---------- Records for the exercise ----------

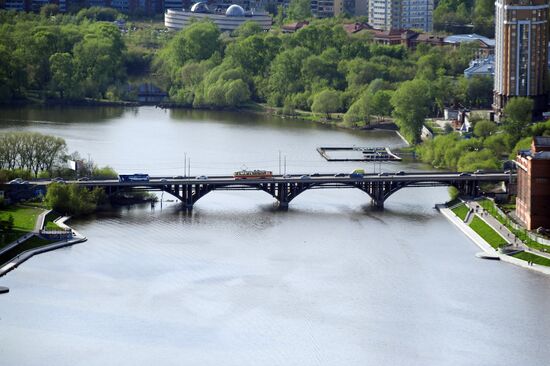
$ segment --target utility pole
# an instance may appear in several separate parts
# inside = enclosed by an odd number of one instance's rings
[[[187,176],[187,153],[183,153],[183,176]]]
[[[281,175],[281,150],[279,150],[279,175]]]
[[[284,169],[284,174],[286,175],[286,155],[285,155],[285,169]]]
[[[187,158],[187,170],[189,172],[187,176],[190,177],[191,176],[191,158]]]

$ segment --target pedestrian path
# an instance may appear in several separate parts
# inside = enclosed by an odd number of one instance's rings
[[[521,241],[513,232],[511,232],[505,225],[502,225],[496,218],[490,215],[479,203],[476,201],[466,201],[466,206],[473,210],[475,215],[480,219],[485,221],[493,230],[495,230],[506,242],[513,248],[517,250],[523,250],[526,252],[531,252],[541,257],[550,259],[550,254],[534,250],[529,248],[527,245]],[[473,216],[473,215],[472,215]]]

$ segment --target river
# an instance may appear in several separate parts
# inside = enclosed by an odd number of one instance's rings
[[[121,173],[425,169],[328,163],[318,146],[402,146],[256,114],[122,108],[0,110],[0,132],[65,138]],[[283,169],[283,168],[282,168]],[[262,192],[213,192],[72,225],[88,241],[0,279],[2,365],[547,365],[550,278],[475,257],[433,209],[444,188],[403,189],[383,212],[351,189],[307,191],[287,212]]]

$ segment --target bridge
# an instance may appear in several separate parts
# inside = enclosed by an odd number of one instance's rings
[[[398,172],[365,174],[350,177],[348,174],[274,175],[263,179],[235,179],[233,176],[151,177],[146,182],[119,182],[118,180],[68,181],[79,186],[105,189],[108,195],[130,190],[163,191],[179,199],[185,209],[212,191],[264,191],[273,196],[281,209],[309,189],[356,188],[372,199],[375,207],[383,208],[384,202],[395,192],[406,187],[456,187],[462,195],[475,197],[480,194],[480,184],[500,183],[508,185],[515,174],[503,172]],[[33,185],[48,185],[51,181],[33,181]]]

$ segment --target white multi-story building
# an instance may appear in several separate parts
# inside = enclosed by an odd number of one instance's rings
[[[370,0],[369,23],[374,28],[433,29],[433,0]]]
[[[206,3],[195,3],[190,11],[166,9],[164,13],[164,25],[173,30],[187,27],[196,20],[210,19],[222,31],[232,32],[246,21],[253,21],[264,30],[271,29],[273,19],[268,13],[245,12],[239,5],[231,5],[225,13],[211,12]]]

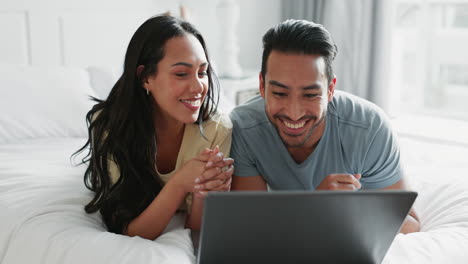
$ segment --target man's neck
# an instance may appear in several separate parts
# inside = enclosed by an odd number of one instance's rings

----------
---------- Records for the exercise ----------

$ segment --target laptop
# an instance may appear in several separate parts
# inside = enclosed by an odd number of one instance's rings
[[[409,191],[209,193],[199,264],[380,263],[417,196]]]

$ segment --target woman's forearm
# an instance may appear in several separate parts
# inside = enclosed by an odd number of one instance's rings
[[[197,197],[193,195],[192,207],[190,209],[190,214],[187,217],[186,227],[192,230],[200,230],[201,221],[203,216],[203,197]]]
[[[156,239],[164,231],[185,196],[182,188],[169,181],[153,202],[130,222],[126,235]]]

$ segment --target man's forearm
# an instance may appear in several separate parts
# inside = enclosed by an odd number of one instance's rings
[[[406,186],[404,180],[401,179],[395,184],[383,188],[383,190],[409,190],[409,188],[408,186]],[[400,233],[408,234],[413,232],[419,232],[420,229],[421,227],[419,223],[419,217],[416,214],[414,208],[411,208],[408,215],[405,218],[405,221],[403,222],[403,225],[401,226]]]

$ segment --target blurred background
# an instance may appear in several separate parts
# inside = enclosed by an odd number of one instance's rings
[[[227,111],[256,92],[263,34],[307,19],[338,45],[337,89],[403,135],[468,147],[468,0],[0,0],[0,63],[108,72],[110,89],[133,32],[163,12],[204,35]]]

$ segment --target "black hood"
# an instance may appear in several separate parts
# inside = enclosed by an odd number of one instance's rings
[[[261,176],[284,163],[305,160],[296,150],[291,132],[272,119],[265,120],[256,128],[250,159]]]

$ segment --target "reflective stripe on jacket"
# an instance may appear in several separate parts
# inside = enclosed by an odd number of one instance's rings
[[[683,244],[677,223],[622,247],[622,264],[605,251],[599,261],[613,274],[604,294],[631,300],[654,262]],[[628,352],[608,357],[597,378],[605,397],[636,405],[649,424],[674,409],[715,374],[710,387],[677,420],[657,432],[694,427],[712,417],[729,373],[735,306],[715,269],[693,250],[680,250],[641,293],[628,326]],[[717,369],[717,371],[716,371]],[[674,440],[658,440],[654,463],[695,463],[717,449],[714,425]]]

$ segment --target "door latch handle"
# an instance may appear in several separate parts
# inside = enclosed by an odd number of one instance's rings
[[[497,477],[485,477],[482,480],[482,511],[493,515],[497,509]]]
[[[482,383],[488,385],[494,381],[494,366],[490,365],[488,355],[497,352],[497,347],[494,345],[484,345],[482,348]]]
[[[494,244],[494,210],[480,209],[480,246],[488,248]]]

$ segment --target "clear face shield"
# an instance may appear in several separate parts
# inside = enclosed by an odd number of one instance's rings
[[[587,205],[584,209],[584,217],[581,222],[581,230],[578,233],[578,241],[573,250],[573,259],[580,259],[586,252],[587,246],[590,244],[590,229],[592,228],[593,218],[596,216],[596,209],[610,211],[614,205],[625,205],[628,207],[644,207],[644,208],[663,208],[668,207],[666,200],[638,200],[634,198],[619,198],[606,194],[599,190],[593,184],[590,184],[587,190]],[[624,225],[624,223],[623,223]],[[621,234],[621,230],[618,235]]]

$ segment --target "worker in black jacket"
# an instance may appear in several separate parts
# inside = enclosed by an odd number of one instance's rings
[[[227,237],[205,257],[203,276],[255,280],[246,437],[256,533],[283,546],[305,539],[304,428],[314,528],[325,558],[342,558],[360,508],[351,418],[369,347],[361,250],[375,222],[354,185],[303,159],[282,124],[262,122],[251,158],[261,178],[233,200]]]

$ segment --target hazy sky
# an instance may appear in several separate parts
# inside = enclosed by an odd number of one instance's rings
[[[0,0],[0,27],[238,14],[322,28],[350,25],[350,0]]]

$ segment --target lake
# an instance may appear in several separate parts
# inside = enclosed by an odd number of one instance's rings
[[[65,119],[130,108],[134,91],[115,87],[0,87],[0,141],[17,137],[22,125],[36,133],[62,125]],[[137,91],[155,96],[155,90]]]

----------

> Activity: Which of the lines above carry the string "black"? Copy every one.

> Response:
$ segment --target "black hood"
$ segment --target "worker in black jacket"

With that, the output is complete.